:: SET TASK ::
Extract all records. Keep each one exact.
--- BEGIN RECORDS SUPPLIED ---
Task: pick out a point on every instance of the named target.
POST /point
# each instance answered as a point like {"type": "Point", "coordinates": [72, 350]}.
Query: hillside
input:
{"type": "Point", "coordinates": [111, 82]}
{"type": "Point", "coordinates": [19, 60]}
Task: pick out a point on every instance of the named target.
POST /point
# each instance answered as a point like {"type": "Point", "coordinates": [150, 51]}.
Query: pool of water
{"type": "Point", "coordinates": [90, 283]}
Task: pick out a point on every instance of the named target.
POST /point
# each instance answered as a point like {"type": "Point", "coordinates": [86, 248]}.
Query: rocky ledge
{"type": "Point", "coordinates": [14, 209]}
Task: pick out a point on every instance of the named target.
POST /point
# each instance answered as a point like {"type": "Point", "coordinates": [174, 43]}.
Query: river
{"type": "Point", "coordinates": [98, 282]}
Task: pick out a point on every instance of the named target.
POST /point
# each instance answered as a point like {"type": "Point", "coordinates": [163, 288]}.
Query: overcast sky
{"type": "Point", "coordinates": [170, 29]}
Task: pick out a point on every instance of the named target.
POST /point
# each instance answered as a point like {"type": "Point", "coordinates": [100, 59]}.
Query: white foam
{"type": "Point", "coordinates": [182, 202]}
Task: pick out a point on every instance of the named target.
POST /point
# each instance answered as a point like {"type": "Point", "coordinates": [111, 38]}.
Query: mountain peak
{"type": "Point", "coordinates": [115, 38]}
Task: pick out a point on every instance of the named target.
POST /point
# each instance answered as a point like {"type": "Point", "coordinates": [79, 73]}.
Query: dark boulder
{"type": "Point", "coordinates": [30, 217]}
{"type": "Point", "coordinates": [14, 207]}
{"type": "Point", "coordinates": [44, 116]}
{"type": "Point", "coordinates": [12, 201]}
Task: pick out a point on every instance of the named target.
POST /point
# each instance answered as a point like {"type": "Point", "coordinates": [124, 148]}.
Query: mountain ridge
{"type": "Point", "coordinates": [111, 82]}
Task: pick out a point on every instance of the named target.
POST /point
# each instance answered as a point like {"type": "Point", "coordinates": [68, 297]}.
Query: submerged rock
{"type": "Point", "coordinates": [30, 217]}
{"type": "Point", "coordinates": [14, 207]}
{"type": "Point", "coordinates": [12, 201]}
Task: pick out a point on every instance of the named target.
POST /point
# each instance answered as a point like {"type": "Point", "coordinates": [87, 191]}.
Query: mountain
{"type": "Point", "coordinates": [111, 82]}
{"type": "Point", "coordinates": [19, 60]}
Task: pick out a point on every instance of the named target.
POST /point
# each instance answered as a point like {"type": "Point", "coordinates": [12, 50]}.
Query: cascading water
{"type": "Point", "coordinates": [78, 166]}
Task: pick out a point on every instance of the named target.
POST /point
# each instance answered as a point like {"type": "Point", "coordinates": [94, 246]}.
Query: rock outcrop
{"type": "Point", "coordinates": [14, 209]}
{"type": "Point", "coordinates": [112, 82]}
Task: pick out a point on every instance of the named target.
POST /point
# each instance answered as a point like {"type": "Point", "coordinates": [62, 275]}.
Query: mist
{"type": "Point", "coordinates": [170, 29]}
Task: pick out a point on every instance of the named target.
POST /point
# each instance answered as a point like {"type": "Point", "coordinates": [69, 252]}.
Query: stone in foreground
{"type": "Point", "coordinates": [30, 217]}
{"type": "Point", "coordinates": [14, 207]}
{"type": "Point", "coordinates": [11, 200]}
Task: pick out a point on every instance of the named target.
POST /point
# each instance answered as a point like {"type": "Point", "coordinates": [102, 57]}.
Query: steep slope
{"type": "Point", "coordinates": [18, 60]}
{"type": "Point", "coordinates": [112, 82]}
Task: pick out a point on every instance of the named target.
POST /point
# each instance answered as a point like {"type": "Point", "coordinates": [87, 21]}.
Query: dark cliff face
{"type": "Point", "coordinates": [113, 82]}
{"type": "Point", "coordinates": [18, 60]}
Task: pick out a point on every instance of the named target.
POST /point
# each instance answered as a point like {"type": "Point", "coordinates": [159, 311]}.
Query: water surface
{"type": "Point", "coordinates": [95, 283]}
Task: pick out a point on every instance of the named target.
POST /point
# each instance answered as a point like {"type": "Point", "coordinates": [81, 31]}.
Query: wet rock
--- END RECORDS SUPPLIED ---
:: RESULT OF THE TASK ::
Task: pick out a point on every instance of the named target.
POST /point
# each instance answered as a point like {"type": "Point", "coordinates": [72, 350]}.
Query: hillside
input:
{"type": "Point", "coordinates": [111, 82]}
{"type": "Point", "coordinates": [19, 60]}
Task: pick out a point on every instance of the named target.
POST /point
# each instance answered as a point like {"type": "Point", "coordinates": [150, 51]}.
Query: pool of water
{"type": "Point", "coordinates": [90, 283]}
Task: pick out a point on every instance of the named target.
POST /point
# each instance answered as a point like {"type": "Point", "coordinates": [86, 248]}.
Query: rocky ledge
{"type": "Point", "coordinates": [14, 209]}
Task: pick out a point on every instance of the named target.
POST /point
# each instance answered as a point like {"type": "Point", "coordinates": [174, 43]}.
Query: river
{"type": "Point", "coordinates": [98, 282]}
Task: pick out a point on every instance of the named target.
POST /point
# each instance answered as a point like {"type": "Point", "coordinates": [163, 288]}.
Query: overcast sky
{"type": "Point", "coordinates": [170, 29]}
Task: pick out a point on every instance of the named target.
POST /point
# each instance answered as a point like {"type": "Point", "coordinates": [100, 59]}.
Query: white foam
{"type": "Point", "coordinates": [182, 202]}
Task: pick out a point on every instance of the named target.
POST /point
# each instance answered as a point like {"type": "Point", "coordinates": [111, 38]}.
Query: mountain peak
{"type": "Point", "coordinates": [115, 38]}
Task: pick out a point on every instance of the named target.
POST /point
# each instance answered as a point like {"type": "Point", "coordinates": [79, 73]}.
Query: dark boulder
{"type": "Point", "coordinates": [30, 217]}
{"type": "Point", "coordinates": [14, 207]}
{"type": "Point", "coordinates": [44, 116]}
{"type": "Point", "coordinates": [12, 201]}
Task: pick out a point on every instance of the named target.
POST /point
# each instance answered as a point like {"type": "Point", "coordinates": [124, 148]}.
Query: mountain ridge
{"type": "Point", "coordinates": [111, 82]}
Task: pick out a point on every instance of the named target.
POST /point
# each instance answered as a point like {"type": "Point", "coordinates": [68, 297]}.
Query: submerged rock
{"type": "Point", "coordinates": [30, 217]}
{"type": "Point", "coordinates": [14, 207]}
{"type": "Point", "coordinates": [12, 201]}
Task: pick out a point on every instance of the named target.
POST /point
# each instance answered as a point like {"type": "Point", "coordinates": [87, 191]}.
Query: mountain
{"type": "Point", "coordinates": [111, 82]}
{"type": "Point", "coordinates": [19, 60]}
Task: pick out a point on every instance of the named target.
POST /point
# each instance answered as a point like {"type": "Point", "coordinates": [12, 50]}.
Query: cascading water
{"type": "Point", "coordinates": [78, 166]}
Task: pick out a point on every instance of the named target.
POST /point
# each instance answered as a point like {"type": "Point", "coordinates": [94, 246]}.
Query: rock outcrop
{"type": "Point", "coordinates": [14, 209]}
{"type": "Point", "coordinates": [112, 82]}
Task: pick out a point on every instance of the named target.
POST /point
# each instance answered as a point like {"type": "Point", "coordinates": [62, 275]}.
Query: mist
{"type": "Point", "coordinates": [170, 29]}
Task: pick out a point on every instance of the named target.
POST /point
# each instance answered as a point like {"type": "Point", "coordinates": [69, 252]}.
Query: stone in foreground
{"type": "Point", "coordinates": [30, 217]}
{"type": "Point", "coordinates": [14, 207]}
{"type": "Point", "coordinates": [11, 200]}
Task: pick out a point on every instance of the named target.
POST /point
# each instance answered as a point like {"type": "Point", "coordinates": [102, 57]}.
Query: steep slope
{"type": "Point", "coordinates": [18, 60]}
{"type": "Point", "coordinates": [112, 82]}
Task: pick out a point on every instance of the named target.
POST /point
# each instance answered as a point like {"type": "Point", "coordinates": [87, 21]}.
Query: dark cliff face
{"type": "Point", "coordinates": [113, 82]}
{"type": "Point", "coordinates": [18, 60]}
Task: pick out a point on every instance of the named target.
POST /point
# each instance answered as a point like {"type": "Point", "coordinates": [159, 311]}.
Query: water surface
{"type": "Point", "coordinates": [95, 283]}
Task: pick out a point on every instance of the named target.
POST /point
# each instance answered as a point like {"type": "Point", "coordinates": [81, 31]}.
Query: wet rock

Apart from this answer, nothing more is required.